Given instruction | Copy, character for character, the lines of the records below from the line holding "[locate] broad green" through the line holding "<point>535,457</point>", inclusive.

Extracted material |

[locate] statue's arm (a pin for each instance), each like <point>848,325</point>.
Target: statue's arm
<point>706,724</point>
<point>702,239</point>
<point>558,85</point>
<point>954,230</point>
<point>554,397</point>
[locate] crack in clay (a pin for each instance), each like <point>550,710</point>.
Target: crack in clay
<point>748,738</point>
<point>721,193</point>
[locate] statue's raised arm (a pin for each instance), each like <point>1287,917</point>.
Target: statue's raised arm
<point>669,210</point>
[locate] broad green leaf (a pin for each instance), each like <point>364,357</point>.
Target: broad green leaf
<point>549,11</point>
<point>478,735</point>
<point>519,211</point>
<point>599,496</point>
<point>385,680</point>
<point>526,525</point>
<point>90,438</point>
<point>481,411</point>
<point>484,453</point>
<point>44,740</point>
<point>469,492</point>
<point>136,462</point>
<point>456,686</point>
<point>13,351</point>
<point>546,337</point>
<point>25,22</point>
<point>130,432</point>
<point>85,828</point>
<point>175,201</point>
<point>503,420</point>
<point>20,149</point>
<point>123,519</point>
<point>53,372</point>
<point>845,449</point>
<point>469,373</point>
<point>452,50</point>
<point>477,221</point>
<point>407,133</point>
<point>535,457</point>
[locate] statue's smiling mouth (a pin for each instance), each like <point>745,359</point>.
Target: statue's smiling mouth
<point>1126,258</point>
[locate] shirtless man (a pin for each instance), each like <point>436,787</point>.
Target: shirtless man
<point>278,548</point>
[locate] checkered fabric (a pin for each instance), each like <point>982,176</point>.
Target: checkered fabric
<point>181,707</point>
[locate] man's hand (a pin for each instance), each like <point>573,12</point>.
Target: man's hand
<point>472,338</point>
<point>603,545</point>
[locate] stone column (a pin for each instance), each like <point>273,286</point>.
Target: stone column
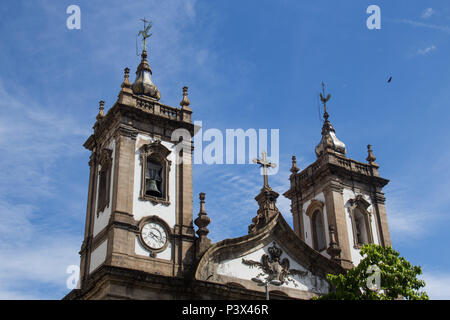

Task output |
[locate] broad green leaf (a pin for each instance), each like <point>364,357</point>.
Target: broad green leaf
<point>549,11</point>
<point>478,735</point>
<point>519,211</point>
<point>599,496</point>
<point>385,680</point>
<point>526,525</point>
<point>90,438</point>
<point>481,411</point>
<point>484,453</point>
<point>44,740</point>
<point>469,492</point>
<point>136,462</point>
<point>456,686</point>
<point>13,351</point>
<point>546,337</point>
<point>25,22</point>
<point>130,432</point>
<point>85,828</point>
<point>175,201</point>
<point>503,420</point>
<point>20,149</point>
<point>123,519</point>
<point>53,372</point>
<point>845,449</point>
<point>469,373</point>
<point>452,50</point>
<point>477,221</point>
<point>407,133</point>
<point>535,457</point>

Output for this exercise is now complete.